■ Fragmento de página:
★ ★ ★ ★ ★

La forma de mirar que tenemos evidencia lo que guardamos en lo más profundo de nuestro corazón. Su elocuencia se pone de manifiesto tanto cuando se habla como cuando se guarda silencio. Los ojos son la trasparencia del alma para bien y para mal. Sabemos que si están “sanos”, como dice el texto evangélico, y por tanto con un profundo sentido espiritual, estaremos invadidos de la luz del amor, mientras que si están “enfermos” nos hallaremos en medio de la oscuridad. Es tan obvio que no requiere explicación alguna.
Detrás de la mirada que configura pensamientos van las palabras. Se verbalicen o no, si la forma de mirar es negativa, si va cargada de juicios reprobatorios, a menos que se imponga un riguroso silencio se crea un hueco en el interior de cada cual en el que reverbera el desamor, con el murmullo de la crítica que alimenta la envidia y el resentimiento. Y no resulta fácil evitar que salga al exterior. La palabra es un arma tan poderosa que puede destruir una vida y dejarla en la estacada. Por fortuna, puede también impulsarla hacia las altas cimas de la generosidad y de la entrega. Es un instrumento que redime y condena. Nos permite bendecir, como nos recuerda con frecuencia el P. Jesús Fernandez, presidente de los misioneros identes, algo que siempre hacemos cuando hablamos bien de alguien, o maldecir.
Es lo que refleja la metáfora evangélica de la fuente de agua; un ejemplo cabal que pone el apóstol Santiago (3, 5-12). En este texto denomina a la lengua “fuego”, “iniquidad”, “mal turbulento”, “llena de veneno mortífero” que siendo pequeña “abrasa un bosque grande”, añadiendo que “contamina todo el cuerpo” y “prende fuego a la rueda de la vida desde sus comienzos”. Más y mejor no se puede decir. Hace notar, asimismo, que es difícil domarla, subrayando que ningún ser humano lo ha logrado, aunque sí ha tenido éxito en este empeño con las “fieras, aves, reptiles y animales marinos”. ¿Cómo es posible, se pregunta y nos interpela, que con este miembro se viva esa contradicción de bendecir a Dios y al tiempo maldecir a los hombres? Y tomando imágenes cercanas de la realidad recuerda que de un mismo caño no brota agua dulce y amarga, que una higuera no produce aceitunas, o la vid higos, ni del agua salada se puede extraer la dulce.

★ ★ ★ ★ ★

■ Tarea a realizar:
Según el texto sobre la mirada y la palabra, ¿con qué denominaciones llama el apóstol Santiago a la lengua? Enuméralas todas.

■ Registros del conjunto de datos:
★ ★ ★ ★ ★

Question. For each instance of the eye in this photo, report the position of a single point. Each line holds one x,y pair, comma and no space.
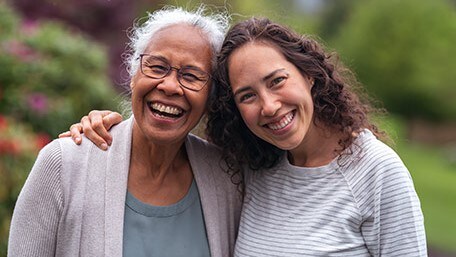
278,81
245,97
158,69
192,74
190,77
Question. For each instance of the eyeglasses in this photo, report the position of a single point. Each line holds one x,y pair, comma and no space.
189,77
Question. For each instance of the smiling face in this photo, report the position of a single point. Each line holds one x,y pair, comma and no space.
271,94
164,111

★ ★ ★ ★ ★

■ Tarea resuelta:
- “fuego”
- “iniquidad”
- “mal turbulento”
- “llena de veneno mortífero”